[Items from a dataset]
════════════════════

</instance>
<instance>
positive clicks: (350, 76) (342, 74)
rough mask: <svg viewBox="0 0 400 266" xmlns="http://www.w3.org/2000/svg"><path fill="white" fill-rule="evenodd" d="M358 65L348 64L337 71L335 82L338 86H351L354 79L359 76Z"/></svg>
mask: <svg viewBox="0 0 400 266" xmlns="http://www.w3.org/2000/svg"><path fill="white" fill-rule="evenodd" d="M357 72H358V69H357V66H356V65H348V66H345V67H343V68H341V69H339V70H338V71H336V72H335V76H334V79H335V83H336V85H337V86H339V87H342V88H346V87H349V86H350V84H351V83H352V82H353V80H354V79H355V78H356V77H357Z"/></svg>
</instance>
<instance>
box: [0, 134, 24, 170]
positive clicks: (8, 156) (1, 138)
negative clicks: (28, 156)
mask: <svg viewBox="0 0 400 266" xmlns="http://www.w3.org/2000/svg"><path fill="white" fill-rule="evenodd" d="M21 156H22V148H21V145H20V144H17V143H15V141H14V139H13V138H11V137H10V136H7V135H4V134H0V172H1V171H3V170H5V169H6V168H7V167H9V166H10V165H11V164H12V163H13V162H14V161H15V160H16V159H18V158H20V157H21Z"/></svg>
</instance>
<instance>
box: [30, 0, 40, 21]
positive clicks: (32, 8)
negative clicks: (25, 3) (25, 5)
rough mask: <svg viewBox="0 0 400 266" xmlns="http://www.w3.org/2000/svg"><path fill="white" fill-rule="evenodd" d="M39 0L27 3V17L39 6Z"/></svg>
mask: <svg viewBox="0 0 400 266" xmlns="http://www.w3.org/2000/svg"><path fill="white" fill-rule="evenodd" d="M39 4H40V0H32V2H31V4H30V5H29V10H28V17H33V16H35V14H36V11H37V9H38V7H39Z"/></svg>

════════════════════

Problem to solve
Nothing may be omitted or altered; reproduce all of the entries.

Solution to the problem
</instance>
<instance>
positive clicks: (350, 76) (342, 74)
rough mask: <svg viewBox="0 0 400 266" xmlns="http://www.w3.org/2000/svg"><path fill="white" fill-rule="evenodd" d="M358 65L348 64L337 71L335 82L338 86H351L354 79L359 76Z"/></svg>
mask: <svg viewBox="0 0 400 266" xmlns="http://www.w3.org/2000/svg"><path fill="white" fill-rule="evenodd" d="M357 72H358V69H357V66H356V65H348V66H345V67H343V68H341V69H339V70H338V71H336V72H335V76H334V79H335V83H336V85H337V86H339V87H342V88H346V87H349V86H350V84H351V83H352V82H353V80H354V79H355V78H356V77H357Z"/></svg>
</instance>
<instance>
box: [0, 134, 24, 170]
positive clicks: (8, 156) (1, 138)
negative clicks: (28, 156)
mask: <svg viewBox="0 0 400 266" xmlns="http://www.w3.org/2000/svg"><path fill="white" fill-rule="evenodd" d="M21 156H22V148H21V145H20V144H17V143H15V141H14V139H13V138H11V137H10V136H7V135H4V134H0V172H1V171H3V170H5V169H6V168H7V167H9V166H10V165H11V164H12V163H13V162H14V161H15V160H16V159H18V158H20V157H21Z"/></svg>
</instance>
<instance>
box: [30, 0, 40, 21]
positive clicks: (32, 8)
negative clicks: (25, 3) (25, 5)
rough mask: <svg viewBox="0 0 400 266" xmlns="http://www.w3.org/2000/svg"><path fill="white" fill-rule="evenodd" d="M39 0L27 3V17L39 6Z"/></svg>
mask: <svg viewBox="0 0 400 266" xmlns="http://www.w3.org/2000/svg"><path fill="white" fill-rule="evenodd" d="M39 4H40V0H32V2H31V4H30V5H29V10H28V17H33V16H35V14H36V11H37V9H38V7H39Z"/></svg>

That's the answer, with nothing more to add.